SOURCE EXTRACT:
BOLDUAN: What do you think the big draw is to it?
TURNER: Well, I think that number one, people want to see the whole space odyssey and because it's in 3D and they want to figure out what's really going on. But I also think that the reviews have been so good because Sandra Bullock is just that good in this movie and she talks about how much of an emotional ride that she went and how spent she was emotionally after it. It really messed with her head a little bit she said. Since Apollo 13 we haven't really --
CUOMO: We don't love the space program the way we used to so I'm glad.
TURNER: So the other movie I want to talk to you guys about that did really well this weekend, opened very limited only in 16 theaters was "12 Years of Slave." We've talked about this a little bit. I know you saw it, Michaela.
PEREIRA: Saw it.
TURNER: First of all, this is the movie I think everyone should see. It's the true life story of Solomon Northrup, who was a freed man, and kidnapped and sold back into slavery in the 1850s. This -- he kept a memoir over years as a slave and so this is the publishing of his memoirs. Chiwetel Ejiofor plays Solomon Northrup and this move --
PEREIRA: Stunningly played it.
TURNER: -- gut wrenching, hard wrenching, sad, maddening, sickening, but it should be seen by everyone.
BOLDUAN: It's amazing how popular, it's really kind word of mouth because it has been on limited release and getting so much Oscar buzz.
TURNER: It's $50,000 per theater average. That's one of the highest ever.
PEREIRA: Can I say this, please look at me when I say it, this is not a black film. This is a film America needs to see. You need to see this because it shows that we humans are capable of horrifying atrocities and we have to be very careful we don't fall into those traps again. Not that specific one of slavery, but even still there's human trafficking.
TURNER: It's tough to see. Let's not pull any punches and I get it people don't want to see it.
CUOMO: It's not uncharacteristic harsh, right. You're not going to see things you haven't seen before. It's just very well done.

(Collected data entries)
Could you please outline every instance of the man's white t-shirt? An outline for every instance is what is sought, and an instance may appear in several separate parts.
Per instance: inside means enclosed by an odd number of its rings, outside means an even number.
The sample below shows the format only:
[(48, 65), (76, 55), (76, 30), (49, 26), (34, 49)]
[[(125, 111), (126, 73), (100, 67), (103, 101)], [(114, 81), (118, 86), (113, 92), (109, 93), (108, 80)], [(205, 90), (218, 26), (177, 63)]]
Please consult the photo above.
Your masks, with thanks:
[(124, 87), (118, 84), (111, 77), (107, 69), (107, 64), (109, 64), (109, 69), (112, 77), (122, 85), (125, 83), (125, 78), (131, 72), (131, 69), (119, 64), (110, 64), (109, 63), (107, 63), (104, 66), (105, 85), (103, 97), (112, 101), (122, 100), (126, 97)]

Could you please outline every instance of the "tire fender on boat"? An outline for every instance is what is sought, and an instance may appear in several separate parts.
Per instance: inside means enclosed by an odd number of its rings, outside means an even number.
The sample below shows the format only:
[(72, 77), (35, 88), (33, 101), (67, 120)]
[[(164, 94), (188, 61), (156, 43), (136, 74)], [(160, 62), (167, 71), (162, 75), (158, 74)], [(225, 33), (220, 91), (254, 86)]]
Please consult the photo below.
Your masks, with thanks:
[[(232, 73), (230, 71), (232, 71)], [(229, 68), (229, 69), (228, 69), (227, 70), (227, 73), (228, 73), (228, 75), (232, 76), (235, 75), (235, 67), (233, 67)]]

ASSIGNMENT: Write what comes next in the weekend movie discussion transcript, picking up after its final line.

ANSWER BOX:
TURNER: Exactly, exactly. By the way, look out for Lupita Noyongo. She's fantastic. She plays a slave named Patsy in this film and she will get nomination --
CUOMO: Lupita Noyongo.
TURNER: Fantastic. BOLDUAN: Thanks, Nischelle.
CUOMO: I'm going to start practicing that name now. Appreciate it. Always good to have you, Nischelle.
We're going to take a quick little break here on NEW DAY, when we come back we are going to show you how the U.S. Marshals took down two escaped killers in Florida. We have the video of it that you'll get to see right here.
BOLDUAN: Also ahead the battle at the Box Office, we talked about it, "Gravity" big, big making big numbers. We have much more coming after the break.
CUOMO: Go see it!
(BEGIN VIDEO CLIP)
SENATOR TED CRUZ (R), TEXAS: Inflict a bunch of harm on the American people and hope we benefit from it, what a terrible, cynical approach.
(END VIDEO CLIP)
CUOMO: The aftermath, a new CNN poll shows Americans think Republican control of the House is a bad thing, but could the president's admission later today about Obamacare's mistakes mean the beginning of a comeback?
BOLDUAN: Fugitives caught, new cell phone video shows the moment police capture two escaped murderers after a massive manhunt. The question now, how did forged paperwork that set them free get past officials? Find out why more arrests could be on the way.
PEREIRA: Startling revelations, Dick Cheney opens up about his major battle with heart disease and how it affected his ability to lead. Dr. Sanjay Gupta will be here with details.
CUOMO: Your NEW DAY continues right now.
ANNOUNCER: This is NEW DAY with Chris Cuomo, Kate Bolduan and Michaela Pereira.
BOLDUAN: Good morning. Welcome back to NEW DAY, everyone. It is Monday, October 21st. It's 8:00 in the east. We have new CNN polls for you this morning showing more than half of Americans are saying the Republican controlled House is a bad thing in their view for the country and also this, the House speaker himself, John Boehner is taking a hit as well.